§ **YOUR INSTRUCTIONS**
Arrange all the records below as a numbered list, one line per item, skipping blank lines and leaving out the pictures.

§ **DATASET EXCERPTS**

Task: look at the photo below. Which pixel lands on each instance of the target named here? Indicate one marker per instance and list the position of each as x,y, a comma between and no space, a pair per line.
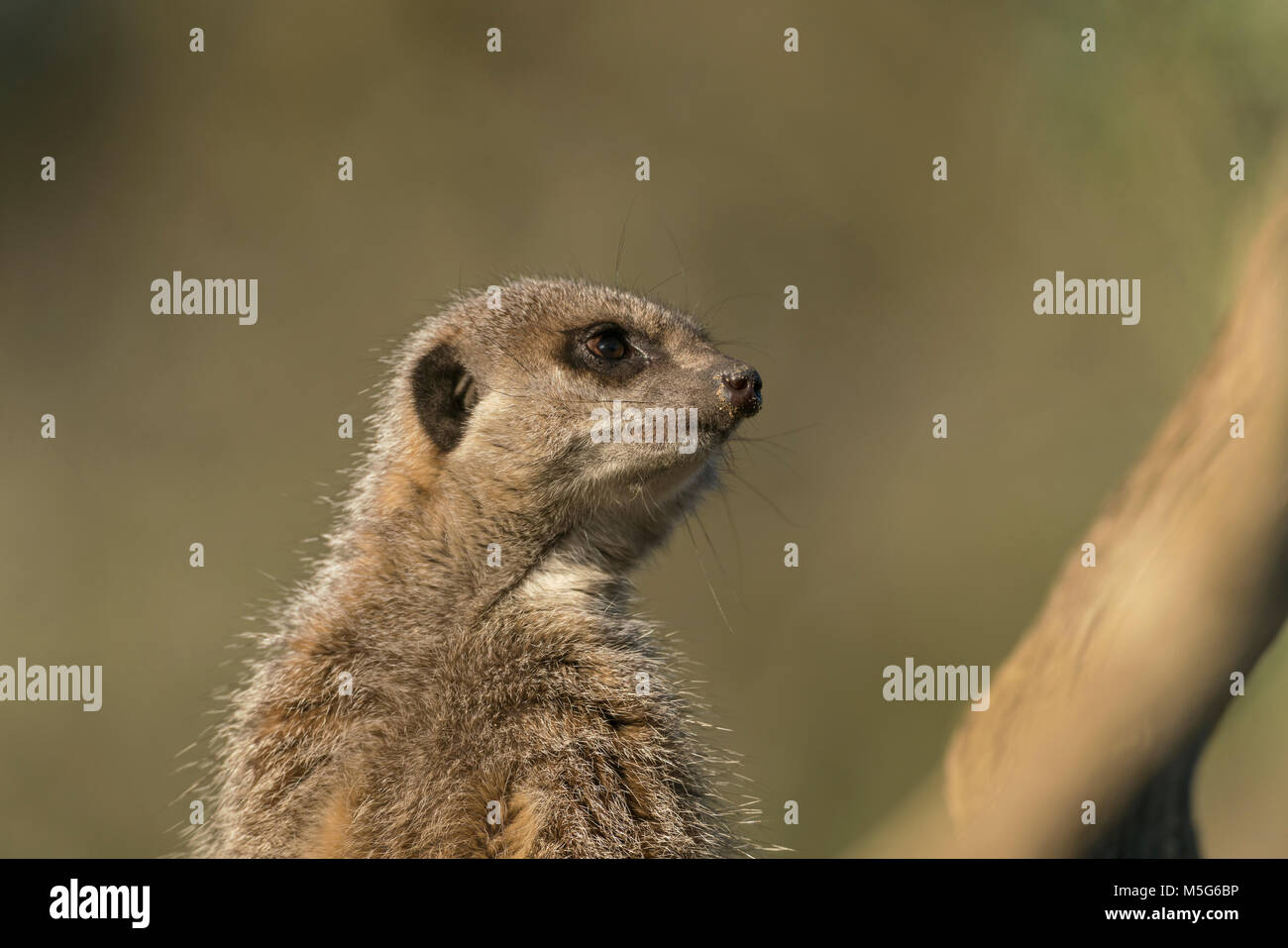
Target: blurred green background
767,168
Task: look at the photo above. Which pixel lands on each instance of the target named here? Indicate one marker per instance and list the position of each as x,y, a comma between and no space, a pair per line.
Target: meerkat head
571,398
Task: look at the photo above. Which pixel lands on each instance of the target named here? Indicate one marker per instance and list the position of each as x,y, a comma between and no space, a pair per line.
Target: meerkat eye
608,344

§ **TASK ANSWER**
1. Task: look at the photo below. Which pixel lands on each instance of the target named here? Indicate one marker per instance and list the position of each as x,y, a comma between and no space, a pair per line.
2. Target: blurred green background
3. 767,168
4. Task: look at the photo above. Which pixel lands on each instance of the target named here? Indicate one marker per instance and list the position of each as x,y, a comma between and no space, a pair per line.
5. Target: meerkat head
6. 571,398
7. Task: look at the photo above. Which pixel lands on each instance of the target named here? Indicate one marker per instance and list the position of each as x,y, a comma between and no space, a pair per line.
8. Target: meerkat eye
9. 608,344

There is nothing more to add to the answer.